## Directions for this task
State how many lines of the records contain the word "building". Give only the number.

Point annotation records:
»»
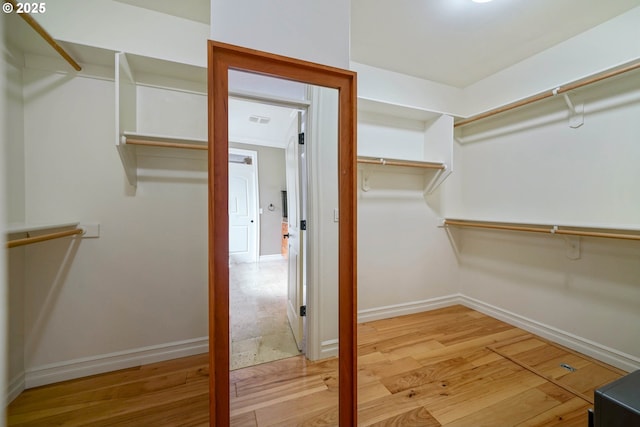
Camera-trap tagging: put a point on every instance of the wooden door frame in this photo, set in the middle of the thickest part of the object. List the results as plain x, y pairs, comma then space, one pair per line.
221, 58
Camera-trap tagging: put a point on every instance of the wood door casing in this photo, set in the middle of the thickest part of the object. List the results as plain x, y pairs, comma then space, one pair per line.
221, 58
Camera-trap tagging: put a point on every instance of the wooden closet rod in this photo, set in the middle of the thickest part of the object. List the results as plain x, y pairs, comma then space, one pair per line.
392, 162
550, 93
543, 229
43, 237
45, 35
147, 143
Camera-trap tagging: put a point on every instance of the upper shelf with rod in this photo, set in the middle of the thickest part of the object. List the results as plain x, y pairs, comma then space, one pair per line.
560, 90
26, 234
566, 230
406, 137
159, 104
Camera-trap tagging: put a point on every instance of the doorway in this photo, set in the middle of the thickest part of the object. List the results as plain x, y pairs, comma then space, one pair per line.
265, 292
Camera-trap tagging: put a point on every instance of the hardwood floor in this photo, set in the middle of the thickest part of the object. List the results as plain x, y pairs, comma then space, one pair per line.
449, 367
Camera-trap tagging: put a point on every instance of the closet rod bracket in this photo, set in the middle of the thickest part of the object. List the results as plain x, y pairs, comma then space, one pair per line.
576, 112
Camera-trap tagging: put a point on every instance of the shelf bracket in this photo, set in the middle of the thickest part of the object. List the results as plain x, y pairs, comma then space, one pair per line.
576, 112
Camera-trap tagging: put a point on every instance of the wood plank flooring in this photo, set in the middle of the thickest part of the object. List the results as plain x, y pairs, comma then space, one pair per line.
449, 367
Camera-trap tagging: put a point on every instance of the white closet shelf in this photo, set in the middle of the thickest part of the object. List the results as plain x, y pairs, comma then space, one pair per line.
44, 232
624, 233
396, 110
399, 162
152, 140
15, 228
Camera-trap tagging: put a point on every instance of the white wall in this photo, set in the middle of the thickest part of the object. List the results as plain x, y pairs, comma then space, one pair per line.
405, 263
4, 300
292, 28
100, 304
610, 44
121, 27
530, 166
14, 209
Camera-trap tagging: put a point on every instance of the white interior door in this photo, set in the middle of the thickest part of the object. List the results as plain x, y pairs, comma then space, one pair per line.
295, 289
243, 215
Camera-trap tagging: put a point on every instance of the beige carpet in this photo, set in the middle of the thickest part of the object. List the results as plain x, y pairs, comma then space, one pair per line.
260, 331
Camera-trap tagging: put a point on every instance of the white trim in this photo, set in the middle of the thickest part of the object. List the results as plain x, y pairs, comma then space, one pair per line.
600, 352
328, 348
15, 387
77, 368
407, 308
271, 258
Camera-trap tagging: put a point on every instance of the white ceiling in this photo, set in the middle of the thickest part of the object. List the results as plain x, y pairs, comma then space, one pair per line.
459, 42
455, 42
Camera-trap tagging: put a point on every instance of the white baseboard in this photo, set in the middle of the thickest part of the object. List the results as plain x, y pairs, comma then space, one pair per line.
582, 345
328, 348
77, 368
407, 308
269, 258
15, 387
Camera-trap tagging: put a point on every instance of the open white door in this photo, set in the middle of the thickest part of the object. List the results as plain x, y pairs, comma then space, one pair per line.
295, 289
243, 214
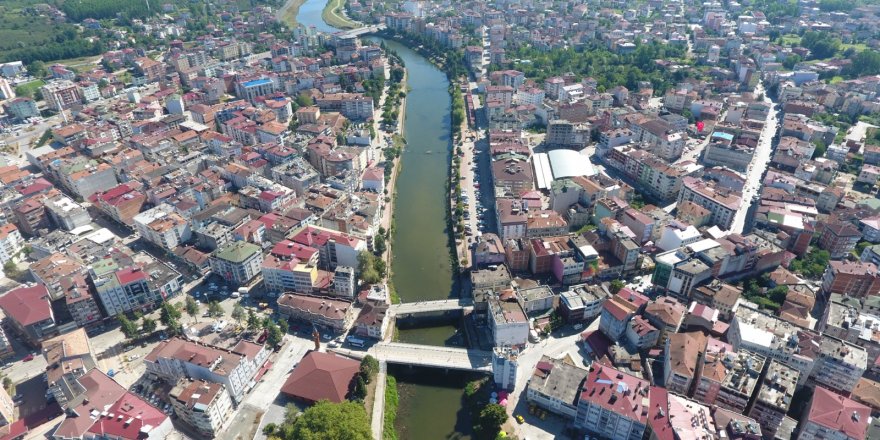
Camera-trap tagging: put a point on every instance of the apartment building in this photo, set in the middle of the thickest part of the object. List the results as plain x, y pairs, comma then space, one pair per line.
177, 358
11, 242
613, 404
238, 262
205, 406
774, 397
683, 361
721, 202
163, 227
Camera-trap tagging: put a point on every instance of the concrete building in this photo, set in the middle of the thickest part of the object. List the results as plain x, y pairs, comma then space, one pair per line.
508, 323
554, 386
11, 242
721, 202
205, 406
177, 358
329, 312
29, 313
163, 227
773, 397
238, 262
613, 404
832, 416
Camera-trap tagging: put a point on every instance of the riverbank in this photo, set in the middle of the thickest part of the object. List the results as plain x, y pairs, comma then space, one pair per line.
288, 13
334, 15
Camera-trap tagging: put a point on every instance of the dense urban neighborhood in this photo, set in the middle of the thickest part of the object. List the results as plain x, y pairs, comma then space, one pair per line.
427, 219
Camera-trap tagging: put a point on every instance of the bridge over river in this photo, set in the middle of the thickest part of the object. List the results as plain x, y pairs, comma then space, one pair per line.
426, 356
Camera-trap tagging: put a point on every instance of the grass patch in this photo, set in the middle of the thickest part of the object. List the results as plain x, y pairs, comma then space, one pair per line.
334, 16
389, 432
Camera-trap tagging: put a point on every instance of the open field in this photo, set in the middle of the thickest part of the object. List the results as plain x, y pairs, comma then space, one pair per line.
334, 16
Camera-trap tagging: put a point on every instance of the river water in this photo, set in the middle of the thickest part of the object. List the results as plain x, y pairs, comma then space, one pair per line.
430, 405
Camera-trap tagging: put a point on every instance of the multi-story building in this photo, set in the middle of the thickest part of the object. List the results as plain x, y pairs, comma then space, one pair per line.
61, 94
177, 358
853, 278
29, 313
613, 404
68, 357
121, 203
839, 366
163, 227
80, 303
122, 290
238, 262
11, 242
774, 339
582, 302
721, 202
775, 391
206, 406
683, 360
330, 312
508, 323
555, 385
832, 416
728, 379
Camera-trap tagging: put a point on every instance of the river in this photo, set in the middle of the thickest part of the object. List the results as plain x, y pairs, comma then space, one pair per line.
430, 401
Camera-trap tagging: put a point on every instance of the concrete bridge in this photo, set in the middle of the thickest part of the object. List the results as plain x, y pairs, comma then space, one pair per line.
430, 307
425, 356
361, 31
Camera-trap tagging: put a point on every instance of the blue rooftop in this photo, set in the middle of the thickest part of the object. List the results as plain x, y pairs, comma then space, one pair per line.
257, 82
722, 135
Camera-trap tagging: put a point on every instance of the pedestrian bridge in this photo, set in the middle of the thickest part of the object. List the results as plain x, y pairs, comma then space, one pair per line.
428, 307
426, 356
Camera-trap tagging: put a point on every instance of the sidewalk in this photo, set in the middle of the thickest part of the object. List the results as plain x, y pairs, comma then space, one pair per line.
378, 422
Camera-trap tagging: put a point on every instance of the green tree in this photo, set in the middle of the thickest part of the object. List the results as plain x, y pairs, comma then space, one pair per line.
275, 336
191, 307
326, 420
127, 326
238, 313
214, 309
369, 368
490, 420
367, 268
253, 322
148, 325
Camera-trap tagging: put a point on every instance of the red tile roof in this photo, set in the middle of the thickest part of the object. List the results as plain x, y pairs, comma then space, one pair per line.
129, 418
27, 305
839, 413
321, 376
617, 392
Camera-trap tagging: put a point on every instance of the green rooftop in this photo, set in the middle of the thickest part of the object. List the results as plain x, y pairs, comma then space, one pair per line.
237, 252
««
»»
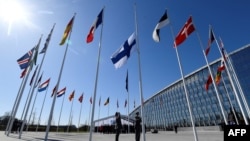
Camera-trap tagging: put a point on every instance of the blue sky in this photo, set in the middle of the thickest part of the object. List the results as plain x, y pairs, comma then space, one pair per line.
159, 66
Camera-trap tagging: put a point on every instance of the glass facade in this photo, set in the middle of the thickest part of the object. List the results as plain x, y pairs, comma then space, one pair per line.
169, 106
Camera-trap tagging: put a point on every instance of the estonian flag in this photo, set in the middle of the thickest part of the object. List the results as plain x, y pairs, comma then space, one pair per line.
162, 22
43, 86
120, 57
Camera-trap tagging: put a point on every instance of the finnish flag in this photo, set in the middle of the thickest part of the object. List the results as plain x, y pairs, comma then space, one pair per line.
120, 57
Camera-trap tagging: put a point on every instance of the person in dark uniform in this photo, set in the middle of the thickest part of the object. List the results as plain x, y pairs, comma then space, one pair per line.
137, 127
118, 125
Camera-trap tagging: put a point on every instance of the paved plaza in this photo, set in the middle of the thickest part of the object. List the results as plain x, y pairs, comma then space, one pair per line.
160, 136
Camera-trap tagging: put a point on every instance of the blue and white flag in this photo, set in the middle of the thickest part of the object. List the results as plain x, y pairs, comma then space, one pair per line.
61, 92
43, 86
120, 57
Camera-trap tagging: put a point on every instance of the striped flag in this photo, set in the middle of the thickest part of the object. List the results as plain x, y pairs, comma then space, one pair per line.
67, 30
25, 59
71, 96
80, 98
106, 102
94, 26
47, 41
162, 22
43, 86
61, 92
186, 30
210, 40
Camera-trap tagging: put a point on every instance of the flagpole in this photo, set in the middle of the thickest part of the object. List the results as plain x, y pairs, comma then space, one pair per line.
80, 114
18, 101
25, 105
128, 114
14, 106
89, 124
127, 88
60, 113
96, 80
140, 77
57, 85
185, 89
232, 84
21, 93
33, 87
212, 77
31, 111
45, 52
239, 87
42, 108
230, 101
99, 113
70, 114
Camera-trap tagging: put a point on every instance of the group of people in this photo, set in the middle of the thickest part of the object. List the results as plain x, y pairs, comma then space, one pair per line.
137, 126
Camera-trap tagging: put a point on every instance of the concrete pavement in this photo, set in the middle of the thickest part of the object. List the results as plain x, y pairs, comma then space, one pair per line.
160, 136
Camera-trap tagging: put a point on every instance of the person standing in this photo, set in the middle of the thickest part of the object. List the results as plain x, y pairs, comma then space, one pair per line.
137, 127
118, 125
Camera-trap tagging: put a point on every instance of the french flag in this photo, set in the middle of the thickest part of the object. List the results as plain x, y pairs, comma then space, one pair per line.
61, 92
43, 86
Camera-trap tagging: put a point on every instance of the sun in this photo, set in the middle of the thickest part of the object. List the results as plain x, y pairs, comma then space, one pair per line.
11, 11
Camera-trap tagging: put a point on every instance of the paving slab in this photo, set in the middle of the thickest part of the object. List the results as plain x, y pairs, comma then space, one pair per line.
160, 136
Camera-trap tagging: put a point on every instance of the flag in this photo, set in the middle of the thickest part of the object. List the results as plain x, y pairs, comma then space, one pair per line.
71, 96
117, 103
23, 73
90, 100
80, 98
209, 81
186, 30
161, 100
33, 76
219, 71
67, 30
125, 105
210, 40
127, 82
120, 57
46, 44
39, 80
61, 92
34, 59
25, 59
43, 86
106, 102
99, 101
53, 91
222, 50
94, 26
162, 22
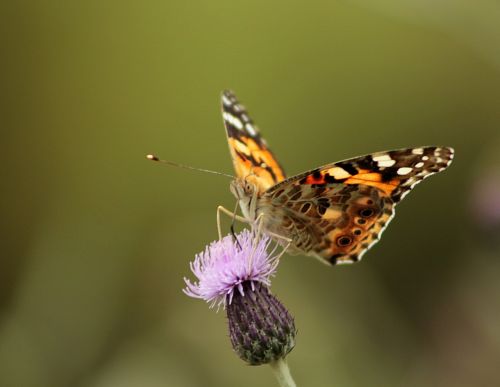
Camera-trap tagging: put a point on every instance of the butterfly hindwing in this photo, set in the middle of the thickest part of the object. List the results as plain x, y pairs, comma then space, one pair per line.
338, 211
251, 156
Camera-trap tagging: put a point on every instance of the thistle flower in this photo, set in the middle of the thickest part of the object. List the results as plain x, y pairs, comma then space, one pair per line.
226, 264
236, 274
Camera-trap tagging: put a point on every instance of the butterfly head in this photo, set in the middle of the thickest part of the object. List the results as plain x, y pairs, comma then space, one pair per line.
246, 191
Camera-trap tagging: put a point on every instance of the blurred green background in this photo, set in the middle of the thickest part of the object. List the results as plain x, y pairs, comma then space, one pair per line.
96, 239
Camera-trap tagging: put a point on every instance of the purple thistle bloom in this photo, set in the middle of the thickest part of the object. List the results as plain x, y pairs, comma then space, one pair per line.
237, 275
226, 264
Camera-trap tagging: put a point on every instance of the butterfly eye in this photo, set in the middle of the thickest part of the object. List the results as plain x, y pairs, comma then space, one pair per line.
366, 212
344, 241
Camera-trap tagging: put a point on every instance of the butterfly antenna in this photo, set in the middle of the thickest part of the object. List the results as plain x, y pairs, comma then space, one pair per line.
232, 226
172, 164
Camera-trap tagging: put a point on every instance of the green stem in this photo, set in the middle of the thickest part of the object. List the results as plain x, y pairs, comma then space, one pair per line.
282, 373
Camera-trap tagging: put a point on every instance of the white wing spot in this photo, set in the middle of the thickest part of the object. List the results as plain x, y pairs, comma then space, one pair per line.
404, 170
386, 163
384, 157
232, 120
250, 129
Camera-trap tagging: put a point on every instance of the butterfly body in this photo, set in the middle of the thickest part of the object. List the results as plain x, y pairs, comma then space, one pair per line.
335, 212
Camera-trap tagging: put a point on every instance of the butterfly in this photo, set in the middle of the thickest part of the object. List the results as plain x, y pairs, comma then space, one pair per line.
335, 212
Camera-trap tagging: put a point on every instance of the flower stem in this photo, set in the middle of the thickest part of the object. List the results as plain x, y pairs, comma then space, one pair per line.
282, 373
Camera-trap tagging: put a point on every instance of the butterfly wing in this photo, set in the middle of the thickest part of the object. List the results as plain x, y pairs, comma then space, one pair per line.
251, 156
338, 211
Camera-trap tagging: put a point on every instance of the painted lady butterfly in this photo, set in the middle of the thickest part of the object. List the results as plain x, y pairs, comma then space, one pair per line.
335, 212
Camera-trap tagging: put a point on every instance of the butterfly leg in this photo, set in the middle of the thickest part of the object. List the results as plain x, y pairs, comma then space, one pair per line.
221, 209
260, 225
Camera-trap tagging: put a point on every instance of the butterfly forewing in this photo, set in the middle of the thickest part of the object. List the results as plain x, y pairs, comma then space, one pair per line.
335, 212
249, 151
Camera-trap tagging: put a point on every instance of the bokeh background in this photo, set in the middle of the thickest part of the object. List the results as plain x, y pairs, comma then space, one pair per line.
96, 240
««
## Written reply
3